» **Texte extrait**:
______________________________
Celui qui combat peut perdre, mais celui qui ne combat pas a déjà perdu.
Bertolt Brecht


J’avais déjà commencé à écrire le texte. Je ne savais pas trop où j’allais. Mais j’arrivais à écrire c’était déjà ça. À un moment, je voulais une scène où l’on puisse débattre de ce qui se passait. Les marées noires. Le bateau. Le capitalisme. Tout ça.
En parler un peu comme lorsqu’un évènement passe de la télévision à la rue, avec des anonymes qui commentent l’actualité, qui se mêlent du monde, qui grondent lorsque « ça ne va pas », un endroit de la parole qui sent la contestation et la colère. Quelquefois l’insoumission et la révolte.
Car avant de sortir dans la rue par milliers, de s’aligner devant un bataillon de CRS armés jusqu’aux dents, avec des pancartes, un gros pull sur le dos et la fièvre qui monte doucement, on se réunit, on se retrouve quelque part dans un garage, une cour, un local syndical, un café.
Le café, justement.


En regardant la table en formica qui servait de décor à la cuisine de Claire, j’ai repensé à ces petits bistrots où le temps semblait s’être arrêté, ces bars dans lesquels je finissais toujours par atterrir quand je voulais être un peu tranquille, quand je partais en tournée en province avec les spectacles des copains. Pas de télévision, pas de jeux à gratter.
Juste un petit poste de radio. Des gars autour d’une table en train de jouer aux cartes, la clope au bec et la bouteille de gnole sans étiquette. Un chien sans âge allongé sur le sol, ventre à terre, les yeux qui suintent. La petite clochette ficelée en haut de la porte d’entrée qui esquinte la peinture. L’affiche du match de foot du club local sur le stade derrière le château d’eau, dimanche prochain…
J’avais envie de ça. Pas de nostalgie. Juste un petit peuple qui se lève et qui se rassoit.
Qui refait le monde parce que le monde va mal. Le monde du bout du monde. Et le monde du bout de la rue.


Alors j’ai commencé à écrire ces gars-là, ces travailleurs, ces marins-pêcheurs qui ne supportent plus le saccage de notre monde, de la mer, du ciel. La mise à mort de la vie aquatique et terrestre.
______________________________
» **Documents fournis**:
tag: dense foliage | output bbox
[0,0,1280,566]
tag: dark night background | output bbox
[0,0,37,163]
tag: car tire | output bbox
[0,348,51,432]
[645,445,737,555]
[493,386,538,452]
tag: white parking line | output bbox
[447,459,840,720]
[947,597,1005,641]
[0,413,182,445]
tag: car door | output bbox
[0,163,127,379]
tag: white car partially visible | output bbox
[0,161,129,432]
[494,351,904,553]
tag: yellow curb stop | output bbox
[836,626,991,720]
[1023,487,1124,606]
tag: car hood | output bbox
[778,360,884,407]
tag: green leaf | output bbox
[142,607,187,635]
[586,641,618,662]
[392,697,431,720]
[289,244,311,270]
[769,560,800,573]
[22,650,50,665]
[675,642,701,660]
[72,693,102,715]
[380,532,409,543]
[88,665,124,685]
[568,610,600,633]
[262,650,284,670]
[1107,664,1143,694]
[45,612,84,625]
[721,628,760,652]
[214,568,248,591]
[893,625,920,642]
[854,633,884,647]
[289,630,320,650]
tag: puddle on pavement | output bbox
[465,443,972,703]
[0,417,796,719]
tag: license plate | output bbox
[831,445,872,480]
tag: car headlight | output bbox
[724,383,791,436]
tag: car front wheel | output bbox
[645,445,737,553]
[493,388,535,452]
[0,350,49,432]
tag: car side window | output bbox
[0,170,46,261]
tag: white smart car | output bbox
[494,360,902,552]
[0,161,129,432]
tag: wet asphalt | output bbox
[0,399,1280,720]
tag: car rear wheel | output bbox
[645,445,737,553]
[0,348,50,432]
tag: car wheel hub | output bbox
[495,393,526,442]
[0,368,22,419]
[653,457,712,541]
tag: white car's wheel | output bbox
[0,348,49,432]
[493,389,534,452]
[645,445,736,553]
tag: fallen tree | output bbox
______________________________
» **Exercice**:
Dressez la liste des éléments du décor évoqués dans le paragraphe du texte extrait qui commence par « Juste un petit poste de radio ».

» **Résultat attendu**:
- un petit poste de radio ;
- des gars qui jouent aux cartes autour d'une table, la cigarette au bec, avec une bouteille de gnole sans étiquette ;
- un chien sans âge couché à plat ventre sur le sol, les yeux qui suintent ;
- une petite clochette attachée en haut de la porte d'entrée, qui abîme la peinture ;
- l'affiche du match de foot du club local, prévu dimanche prochain au stade situé derrière le château d'eau.